> _SHORT TASK_: Convert the records into a two-column CSV with the headers request and answer, one row per record, putting each request's text and its answer in a single quoted field with line breaks replaced by spaces. Omit the pictures.

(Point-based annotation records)
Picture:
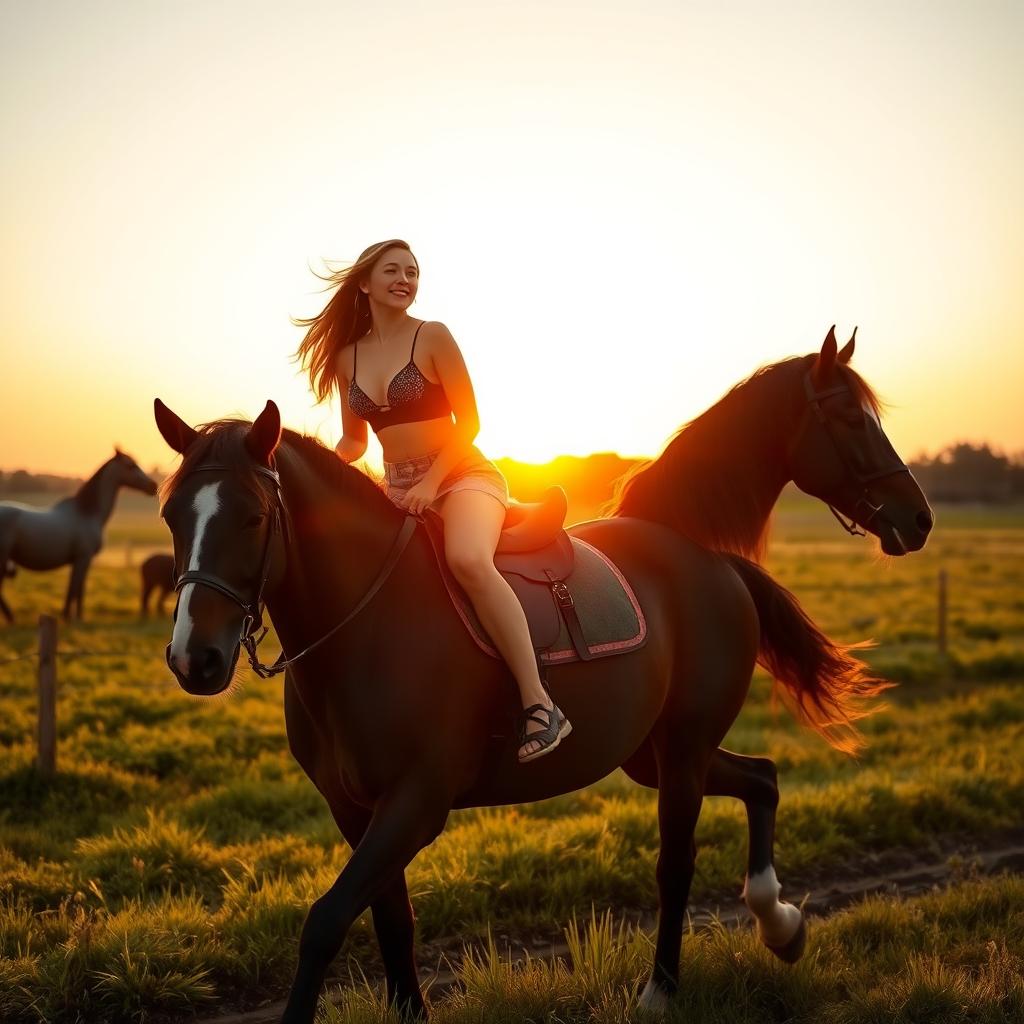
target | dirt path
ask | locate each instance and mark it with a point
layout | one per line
(893, 873)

> _WRITTEN SOLUTION_:
request,answer
"Picture: target | dirt path ask | locate each instance and mark it with a point layout | one per line","(893, 873)"